» Passage to read:
--- --- ---

Sexual Desire & Sexism

Karen Zack, Man As Object

Women typically have lower sexual desire and drive than men in our society, according to both sex surveys and statistics on sexual dysfunction. Our culture may be partly to blame. Consider this:

We are bombarded with “sexy women” but not “sexy men”

Whether on billboards, TV ads, Dancing With The Stars, Olympic ice skating, or professional football, women are half-dressed and men are fully-clothed. The camera hones in on women’s breasts and butts and ignores men. Sure, we are seeing more hot men these days thanks to Matthew McConaughey and Ryan Gosling. But the last time I checked out People’s sexiest men I saw lots of faces and loose T-shirts and few bods. Even the clothing that women and men walk around in show off women’s bodies and, more often, hide men’s.

As Amanda Marcotte at RH Reality Check points out,

Straight women don’t get nearly the provocation on a daily basis — is it any wonder that 60% of the men who answered the Consumer Reports survey (on sex) thought about sex once a day, but only 19% of women?

No part of the male is fetished

No part of the male body is fetishized, either. Men stare at breasts and butts, but what are we supposed to look at? These fetishes may seem natural for men but they are actually a cultural construction. How are they created? In part, see the section above. Or see my piece called, “Men Aren’t Hard Wired To Find Breasts Attractive.” Ever wonder why tribal men don’t get all excited about tribal women’s breasts and butts?

Porn may lead men to think we get aroused by penises, but when Anthony Weiner sexted a photo of his package, Tracy Clark-Flory over at Salon asked women if being sexed a man’s penis would “do it” for them. Most expressed repulsion. Or as one put it, “If by ‘do it (for me)’ you mean ‘send me to the toilet retching,’ then yes, it does.”

Sexy men can seem “gay”

Women are not taught to consume the male body with their eyes, as men consume theirs. To make matters worse, pics of sexy men can seem “gay.” Since sexiness is almost always meant for the male gaze, on an unconscious level women can come to see “sexy” men – perhaps posed in Speedos — through male eyes, too. Bummer!

--- --- ---

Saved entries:

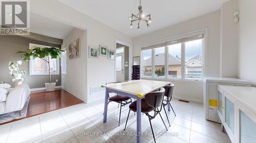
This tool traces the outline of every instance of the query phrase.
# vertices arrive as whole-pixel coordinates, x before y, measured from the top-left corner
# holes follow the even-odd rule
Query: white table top
[[[256,88],[252,87],[219,85],[219,87],[256,113]]]
[[[164,87],[171,82],[149,80],[135,80],[114,84],[102,85],[101,87],[143,97],[146,94]]]

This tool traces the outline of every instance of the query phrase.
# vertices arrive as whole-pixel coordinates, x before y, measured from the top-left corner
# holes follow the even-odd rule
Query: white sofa
[[[0,115],[21,110],[30,94],[29,87],[26,84],[18,85],[8,91],[6,95],[1,94]]]

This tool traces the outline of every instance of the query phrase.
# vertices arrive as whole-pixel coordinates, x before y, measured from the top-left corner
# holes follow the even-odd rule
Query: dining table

--- --- ---

» Work to complete:
A) In the article on sexual desire and sexism, what share of women in the Consumer Reports survey thought about sex once a day?
B) Reproduce the article on sexual desire and sexism starting with "Women typically have" and going on through "often, hide men’s.", swapping "billboards" for "magazine covers".

» Set of answers:
A) 19% of women thought about sex once a day.

B)
Women typically have lower sexual desire and drive than men in our society, according to both sex surveys and statistics on sexual dysfunction. Our culture may be partly to blame. Consider this:

We are bombarded with “sexy women” but not “sexy men”

Whether on magazine covers, TV ads, Dancing With The Stars, Olympic ice skating, or professional football, women are half-dressed and men are fully-clothed. The camera hones in on women’s breasts and butts and ignores men. Sure, we are seeing more hot men these days thanks to Matthew McConaughey and Ryan Gosling. But the last time I checked out People’s sexiest men I saw lots of faces and loose T-shirts and few bods. Even the clothing that women and men walk around in show off women’s bodies and, more often, hide men’s.